Records of labeled points
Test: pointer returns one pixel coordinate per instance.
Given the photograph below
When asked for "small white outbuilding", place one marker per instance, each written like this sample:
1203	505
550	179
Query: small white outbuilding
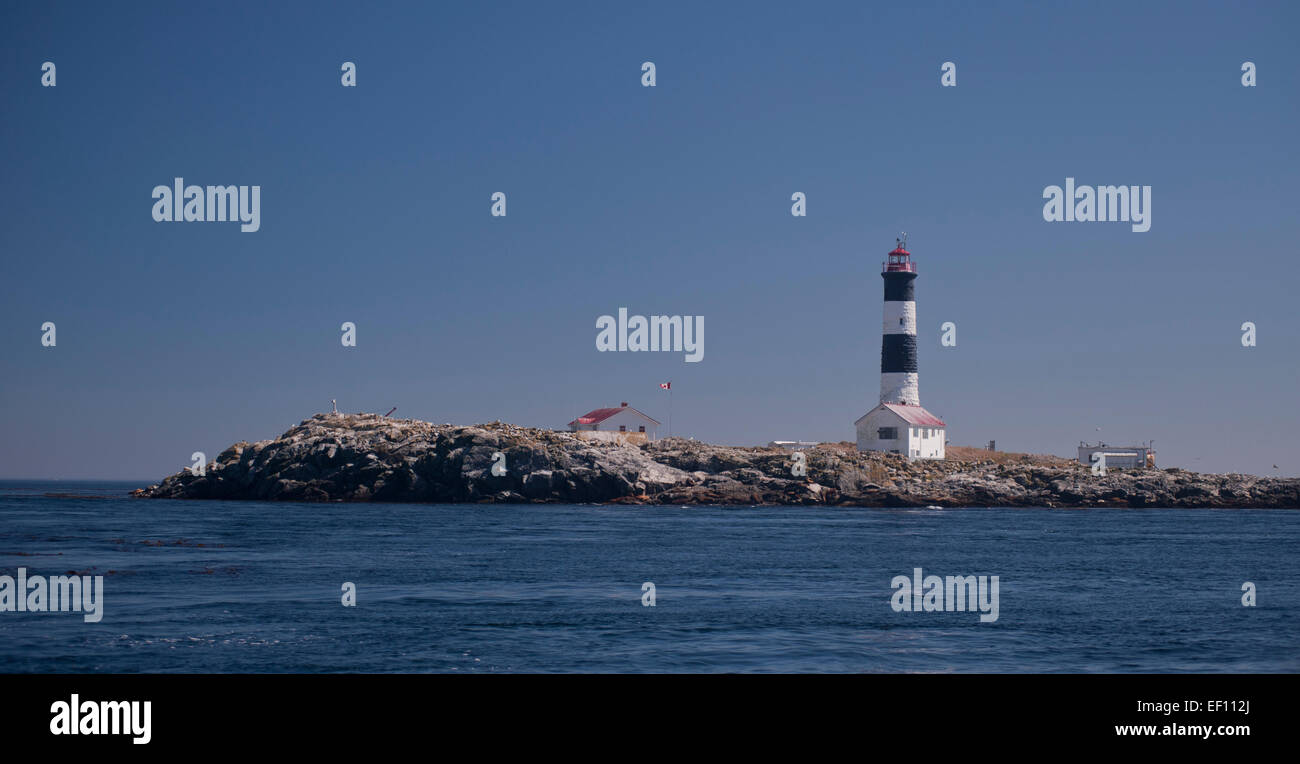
898	428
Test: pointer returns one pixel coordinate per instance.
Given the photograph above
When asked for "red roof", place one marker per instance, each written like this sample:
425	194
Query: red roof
914	415
599	415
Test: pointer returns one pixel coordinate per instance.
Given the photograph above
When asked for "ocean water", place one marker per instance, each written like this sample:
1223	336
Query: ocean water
237	586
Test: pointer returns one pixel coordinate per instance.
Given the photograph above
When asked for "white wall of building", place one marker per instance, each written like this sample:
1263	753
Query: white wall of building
910	441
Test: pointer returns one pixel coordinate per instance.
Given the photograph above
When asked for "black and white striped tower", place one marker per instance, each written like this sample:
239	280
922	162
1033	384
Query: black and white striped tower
898	378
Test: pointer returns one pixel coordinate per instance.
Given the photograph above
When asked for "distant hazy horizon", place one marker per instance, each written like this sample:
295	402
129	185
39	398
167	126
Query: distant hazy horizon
674	200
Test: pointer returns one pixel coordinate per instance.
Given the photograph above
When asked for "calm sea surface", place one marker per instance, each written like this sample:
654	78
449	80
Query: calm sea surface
233	586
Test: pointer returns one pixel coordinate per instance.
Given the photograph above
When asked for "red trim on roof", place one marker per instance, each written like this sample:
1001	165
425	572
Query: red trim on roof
598	415
914	415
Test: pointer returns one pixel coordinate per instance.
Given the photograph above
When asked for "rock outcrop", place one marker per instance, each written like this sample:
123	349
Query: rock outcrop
368	458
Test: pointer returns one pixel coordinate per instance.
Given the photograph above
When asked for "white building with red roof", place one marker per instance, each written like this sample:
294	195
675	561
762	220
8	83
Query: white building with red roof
623	424
904	429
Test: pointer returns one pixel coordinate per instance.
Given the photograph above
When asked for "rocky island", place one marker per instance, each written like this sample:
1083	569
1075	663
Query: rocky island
369	458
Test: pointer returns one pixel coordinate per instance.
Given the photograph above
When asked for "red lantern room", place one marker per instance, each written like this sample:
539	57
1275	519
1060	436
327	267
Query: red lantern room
900	260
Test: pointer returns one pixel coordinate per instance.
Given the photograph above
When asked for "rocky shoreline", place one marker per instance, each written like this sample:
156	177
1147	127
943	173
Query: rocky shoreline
369	458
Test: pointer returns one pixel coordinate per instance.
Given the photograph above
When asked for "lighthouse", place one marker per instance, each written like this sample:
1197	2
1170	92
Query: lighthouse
900	425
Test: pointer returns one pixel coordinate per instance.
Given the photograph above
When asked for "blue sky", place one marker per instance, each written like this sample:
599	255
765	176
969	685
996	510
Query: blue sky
174	338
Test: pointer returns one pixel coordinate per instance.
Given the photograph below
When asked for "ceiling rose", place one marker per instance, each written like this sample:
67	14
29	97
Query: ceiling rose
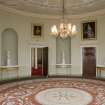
54	7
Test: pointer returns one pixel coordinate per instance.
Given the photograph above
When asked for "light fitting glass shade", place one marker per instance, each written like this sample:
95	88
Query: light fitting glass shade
64	30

### To be done
Quote the records in their entirety, keeping the wording exact and excluding pictures.

### The response
Test: pointer returns one pixel coordinate per instance.
Given the photograph below
When asked for "small white outbuilding", place one marker per instance, each written like this sample:
1203	505
550	179
Query: small white outbuilding
898	428
Test: pointer returns one pixel coordinate per instance.
Given the photograph above
When asked for "red roof", place one marker per instance, each written like this sample:
425	194
Query: red roof
914	415
599	415
Test: pointer returns one pixel coordinate per instance.
Given the photograph above
When asked for "ocean water", place one marker per instance, each written like this sample:
1223	336
Query: ocean water
237	586
Test: pointer returns one pixel coordinate per instance.
Given the photograph above
When asked for "white wall of building", place one marker per instance, each written like this sample:
1263	753
Query: white wall of building
910	441
Test: pointer returns one pixel coordinate per instance.
Given the photograph above
When asked for "black and white striped tower", place one marker per instance, each written like this sample:
239	280
922	162
1033	384
Query: black and white striped tower
898	378
Test: pointer returns one pixel coordinate per instance.
Given the photograph above
When asked for "distant hazy horizon", place one marker per instance, each written like this sample:
295	402
129	185
39	398
167	126
Query: distant hazy horizon
674	200
Test: pointer returns one pixel coordinate per instance.
Given the photograph above
When asked for "calm sea surface", place one marker per instance, each written like this sample:
654	78
449	80
Query: calm sea surface
233	586
Test: pointer returns one pixel coordinate per instance.
Given the photograph above
When asked for "red trim on roof", place one marker per instance, each written like this sample:
1001	165
425	572
Query: red trim on roof
598	415
914	415
Test: pointer returns one pixel coordinate per instance.
Given the photograph above
When asked for "rock outcrop", place one marker per instance, each written like this sample:
123	349
Query: rock outcrop
368	458
Test: pointer returns one pixel coordinate per instance.
Given the photograph above
When asked for "white building with red roof", place one marker per instance, each written like this sample:
294	195
675	561
762	220
8	83
Query: white building with red roof
623	424
904	429
Test: pointer returns one pixel coordinate per instance.
Given the photograph above
When asked for "rocky island", place one marker per instance, each written like this sample:
1083	569
1075	663
Query: rocky island
369	458
Test: pointer returns one pixel coordinate per instance.
Given the photograph above
When asked for "red lantern room", place one marker per instance, each written like this sample:
539	57
1275	519
1060	436
327	267
Query: red lantern room
900	260
Test: pointer returns one pixel coordinate per instance.
Given the photograph above
When asked for "rocky shoreline", place one marker per instance, each written like this sample:
156	177
1147	127
943	173
Query: rocky shoreline
369	458
Test: pointer returns one pixel coordinate per instance.
Given the photograph above
When asked for "lighthouse", place one marker per instance, each written like this sample:
1197	2
1170	92
Query: lighthouse
900	425
Test: pointer returns one pixel coordinate per instance.
Given the photograph above
When asked for "blue sky", place one marker per instance, each written like this sample:
599	255
765	176
969	685
996	510
Query: blue sky
174	338
Test: pointer returns one pixel coordinate per instance.
Given the photograph below
When asked for "ceiling rose", place one marker per instance, each written like this sample:
67	14
29	97
Query: ceiling rose
54	7
Test: pointer returns one pixel coordinate per instance.
Given the photograph above
When asked for "light fitting glass shade", place one marker per instance, each written like this sample:
95	88
Query: light fitting glass shade
64	30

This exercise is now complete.